### [Given task]
Reproduce every line of the data below verbatim, omitting the pictures from your output.

Collected data entries
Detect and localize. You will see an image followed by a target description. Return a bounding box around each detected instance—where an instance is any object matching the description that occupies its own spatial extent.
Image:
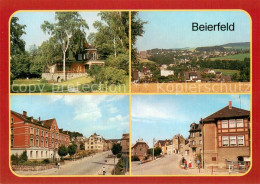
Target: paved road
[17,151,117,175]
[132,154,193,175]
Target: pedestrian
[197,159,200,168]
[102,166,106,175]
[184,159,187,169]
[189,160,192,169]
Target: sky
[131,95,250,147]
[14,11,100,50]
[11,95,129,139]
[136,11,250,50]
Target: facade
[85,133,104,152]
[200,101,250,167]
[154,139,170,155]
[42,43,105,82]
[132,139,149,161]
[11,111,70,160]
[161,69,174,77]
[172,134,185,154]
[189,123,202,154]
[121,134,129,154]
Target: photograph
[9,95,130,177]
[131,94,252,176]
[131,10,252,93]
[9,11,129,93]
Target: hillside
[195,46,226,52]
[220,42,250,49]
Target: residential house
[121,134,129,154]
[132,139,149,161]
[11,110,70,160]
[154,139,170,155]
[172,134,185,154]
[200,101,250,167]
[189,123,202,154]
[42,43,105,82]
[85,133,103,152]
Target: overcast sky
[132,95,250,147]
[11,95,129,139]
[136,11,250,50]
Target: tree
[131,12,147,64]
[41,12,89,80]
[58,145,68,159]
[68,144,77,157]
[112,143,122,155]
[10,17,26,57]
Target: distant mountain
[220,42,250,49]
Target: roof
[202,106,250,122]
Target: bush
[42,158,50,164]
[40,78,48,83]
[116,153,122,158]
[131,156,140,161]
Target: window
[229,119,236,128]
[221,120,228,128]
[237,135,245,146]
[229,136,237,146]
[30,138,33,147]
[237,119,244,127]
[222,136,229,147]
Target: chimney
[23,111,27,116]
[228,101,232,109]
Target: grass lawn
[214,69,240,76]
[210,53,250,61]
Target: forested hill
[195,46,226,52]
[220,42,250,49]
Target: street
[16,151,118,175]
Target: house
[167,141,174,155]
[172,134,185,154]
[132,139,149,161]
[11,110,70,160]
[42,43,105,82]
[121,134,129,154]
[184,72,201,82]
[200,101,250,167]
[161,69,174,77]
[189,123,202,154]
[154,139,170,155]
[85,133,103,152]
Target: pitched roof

### [Response for this exercise]
Detect and localize. You will see an image followed by a target description. Return a bounding box around each detected instance—where an instance is any object matching the description that occupies its own spatial extent.
Image:
Target: paved road
[17,151,117,175]
[132,154,193,175]
Target: pedestrian
[197,159,200,168]
[102,166,106,175]
[184,159,187,169]
[189,160,192,169]
Target: sky
[131,95,250,147]
[14,11,100,50]
[11,95,129,139]
[136,11,250,50]
Target: facade
[85,133,104,152]
[200,101,250,167]
[154,139,170,155]
[42,43,105,82]
[132,139,149,161]
[11,111,70,160]
[161,69,174,77]
[172,134,185,154]
[189,123,202,154]
[121,134,129,154]
Target: photograph
[9,95,130,177]
[131,94,252,176]
[131,10,252,93]
[9,11,129,93]
Target: hillside
[195,46,226,52]
[220,42,250,49]
Target: residential house
[121,134,129,154]
[132,139,149,161]
[11,110,70,160]
[154,139,170,155]
[172,134,185,154]
[200,101,250,167]
[189,123,202,154]
[42,43,105,82]
[85,133,103,152]
Target: overcast sky
[132,95,250,147]
[11,95,129,139]
[136,11,250,50]
Target: tree
[131,12,147,64]
[41,12,89,80]
[58,145,68,159]
[68,144,77,157]
[112,143,122,155]
[10,17,26,57]
Target: distant mountain
[220,42,250,49]
Target: roof
[202,106,250,122]
Target: bush
[42,158,50,164]
[40,78,48,83]
[116,153,122,158]
[131,156,140,161]
Target: window
[229,119,236,128]
[221,120,228,128]
[237,135,245,146]
[229,136,237,146]
[30,138,33,147]
[237,119,244,127]
[222,136,229,147]
Target: chimney
[23,111,27,116]
[228,101,232,109]
Target: grass lawn
[214,69,240,76]
[210,53,250,61]
Target: forested hill
[195,46,226,52]
[220,42,250,49]
Target: street
[16,151,118,175]
Target: house
[167,141,174,155]
[172,134,185,154]
[132,139,149,161]
[11,110,70,160]
[42,43,105,82]
[121,134,129,154]
[184,72,201,82]
[200,101,250,167]
[161,69,174,77]
[189,123,202,154]
[154,139,170,155]
[85,133,103,152]
Target: pitched roof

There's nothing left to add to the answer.